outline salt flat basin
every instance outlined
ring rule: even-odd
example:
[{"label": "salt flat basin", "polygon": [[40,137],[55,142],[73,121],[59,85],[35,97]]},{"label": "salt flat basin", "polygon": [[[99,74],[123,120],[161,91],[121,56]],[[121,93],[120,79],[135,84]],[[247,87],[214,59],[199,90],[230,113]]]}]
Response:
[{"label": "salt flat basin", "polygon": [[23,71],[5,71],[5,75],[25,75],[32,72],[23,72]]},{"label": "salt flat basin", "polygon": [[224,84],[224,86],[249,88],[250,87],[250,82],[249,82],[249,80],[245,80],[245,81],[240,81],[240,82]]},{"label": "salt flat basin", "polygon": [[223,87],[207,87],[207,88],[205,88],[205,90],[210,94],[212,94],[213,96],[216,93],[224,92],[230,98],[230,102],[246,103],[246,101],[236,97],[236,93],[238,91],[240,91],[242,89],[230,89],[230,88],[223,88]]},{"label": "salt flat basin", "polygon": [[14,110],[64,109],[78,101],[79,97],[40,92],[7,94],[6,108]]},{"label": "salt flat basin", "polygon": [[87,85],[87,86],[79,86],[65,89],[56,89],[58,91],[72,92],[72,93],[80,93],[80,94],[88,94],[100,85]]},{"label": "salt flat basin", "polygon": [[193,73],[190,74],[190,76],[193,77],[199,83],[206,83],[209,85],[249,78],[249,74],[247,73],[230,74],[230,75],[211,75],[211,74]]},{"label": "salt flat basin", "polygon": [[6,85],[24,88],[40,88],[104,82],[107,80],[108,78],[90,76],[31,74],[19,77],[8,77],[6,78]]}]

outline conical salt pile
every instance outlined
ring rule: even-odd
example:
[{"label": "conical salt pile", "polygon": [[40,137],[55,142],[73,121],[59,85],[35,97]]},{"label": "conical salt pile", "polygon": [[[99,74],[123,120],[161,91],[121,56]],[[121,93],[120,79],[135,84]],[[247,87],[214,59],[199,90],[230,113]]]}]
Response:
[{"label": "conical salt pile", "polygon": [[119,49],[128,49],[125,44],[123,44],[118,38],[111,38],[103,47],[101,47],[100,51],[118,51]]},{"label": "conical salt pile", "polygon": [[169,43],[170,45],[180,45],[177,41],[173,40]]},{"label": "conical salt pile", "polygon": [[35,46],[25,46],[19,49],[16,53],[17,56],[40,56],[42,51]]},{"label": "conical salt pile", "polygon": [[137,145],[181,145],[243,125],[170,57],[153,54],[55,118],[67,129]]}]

▶ _DIRECTION_: Please rewrite the records above, substituting "fill rule" for every occurrence of "ring rule" and keeping everything else the same.

▶ _SOLUTION FOR THIS EXERCISE_:
outline salt flat basin
every instance outlined
fill rule: even-odd
example:
[{"label": "salt flat basin", "polygon": [[40,137],[55,142],[73,121],[59,85],[35,97]]},{"label": "salt flat basin", "polygon": [[[99,74],[123,120],[161,91],[121,56]],[[121,93],[120,79],[135,84]],[[247,87],[214,59],[199,90],[230,113]]]}]
Response:
[{"label": "salt flat basin", "polygon": [[23,71],[5,71],[5,75],[25,75],[32,72],[23,72]]},{"label": "salt flat basin", "polygon": [[224,84],[224,86],[249,88],[250,87],[250,82],[249,82],[249,80],[245,80],[245,81],[240,81],[240,82]]},{"label": "salt flat basin", "polygon": [[223,87],[207,87],[207,88],[205,88],[205,90],[210,94],[212,94],[213,96],[216,93],[224,92],[230,98],[230,102],[246,103],[246,101],[236,97],[236,93],[238,91],[240,91],[242,89],[230,89],[230,88],[223,88]]},{"label": "salt flat basin", "polygon": [[14,110],[64,109],[78,101],[79,97],[40,92],[7,94],[6,108]]},{"label": "salt flat basin", "polygon": [[87,85],[87,86],[79,86],[65,89],[56,89],[58,91],[72,92],[72,93],[80,93],[80,94],[88,94],[100,85]]},{"label": "salt flat basin", "polygon": [[193,73],[190,74],[190,76],[193,77],[199,83],[206,83],[209,85],[249,78],[249,74],[247,73],[230,74],[230,75],[211,75],[211,74]]},{"label": "salt flat basin", "polygon": [[6,85],[24,88],[40,88],[104,82],[107,80],[108,78],[90,76],[31,74],[19,77],[8,77],[6,78]]}]

outline conical salt pile
every instance outlined
fill rule: even-odd
example:
[{"label": "conical salt pile", "polygon": [[40,137],[55,142],[73,121],[59,85],[35,97]]},{"label": "conical salt pile", "polygon": [[[99,74],[123,120],[161,91],[121,56]],[[121,93],[120,79],[135,84]],[[247,87],[214,59],[199,90],[230,113]]]}]
Response:
[{"label": "conical salt pile", "polygon": [[119,49],[128,49],[125,44],[123,44],[118,38],[111,38],[103,47],[101,47],[100,51],[118,51]]},{"label": "conical salt pile", "polygon": [[169,43],[170,45],[180,45],[177,41],[173,40]]},{"label": "conical salt pile", "polygon": [[35,46],[25,46],[19,49],[16,53],[17,56],[40,56],[42,51]]},{"label": "conical salt pile", "polygon": [[137,145],[181,145],[243,125],[170,57],[153,54],[55,118],[67,129]]}]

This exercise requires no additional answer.